» About this task: List each line in the entries below that contains the word "instance".

» Listed entries:
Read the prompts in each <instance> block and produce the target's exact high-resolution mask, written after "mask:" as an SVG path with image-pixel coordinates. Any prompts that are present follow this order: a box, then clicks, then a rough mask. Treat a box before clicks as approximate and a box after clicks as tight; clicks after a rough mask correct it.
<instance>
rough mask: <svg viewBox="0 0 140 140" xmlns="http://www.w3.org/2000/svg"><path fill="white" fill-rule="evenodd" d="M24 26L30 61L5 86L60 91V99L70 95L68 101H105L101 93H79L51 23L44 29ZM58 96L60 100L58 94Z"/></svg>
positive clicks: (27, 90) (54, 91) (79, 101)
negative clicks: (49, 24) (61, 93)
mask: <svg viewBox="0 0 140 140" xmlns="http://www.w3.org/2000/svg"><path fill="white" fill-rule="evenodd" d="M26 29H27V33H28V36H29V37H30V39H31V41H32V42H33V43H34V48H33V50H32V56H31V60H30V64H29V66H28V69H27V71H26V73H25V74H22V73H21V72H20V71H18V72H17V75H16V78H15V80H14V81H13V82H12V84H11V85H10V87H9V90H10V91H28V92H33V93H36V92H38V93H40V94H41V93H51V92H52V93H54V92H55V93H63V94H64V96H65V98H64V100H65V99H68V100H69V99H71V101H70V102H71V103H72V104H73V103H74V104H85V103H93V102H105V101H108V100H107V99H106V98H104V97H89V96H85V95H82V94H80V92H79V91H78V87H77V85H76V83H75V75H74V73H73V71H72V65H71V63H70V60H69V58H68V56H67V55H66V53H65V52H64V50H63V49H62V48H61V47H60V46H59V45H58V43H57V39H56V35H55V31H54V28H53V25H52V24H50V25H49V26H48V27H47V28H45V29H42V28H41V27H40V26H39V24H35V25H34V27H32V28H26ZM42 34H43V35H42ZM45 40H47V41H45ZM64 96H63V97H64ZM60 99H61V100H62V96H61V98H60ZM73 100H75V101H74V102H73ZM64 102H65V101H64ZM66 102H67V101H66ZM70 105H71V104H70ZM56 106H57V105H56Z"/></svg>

» Result of this exercise:
Read the prompts in each <instance> block and produce the target's exact high-resolution mask, written after "mask:" as an SVG path with image-pixel coordinates. Any prompts that are present follow this order: a box, then clicks, then a rough mask. Treat a box before clicks as approximate and a box after clicks as tight; clicks after a rough mask correct it.
<instance>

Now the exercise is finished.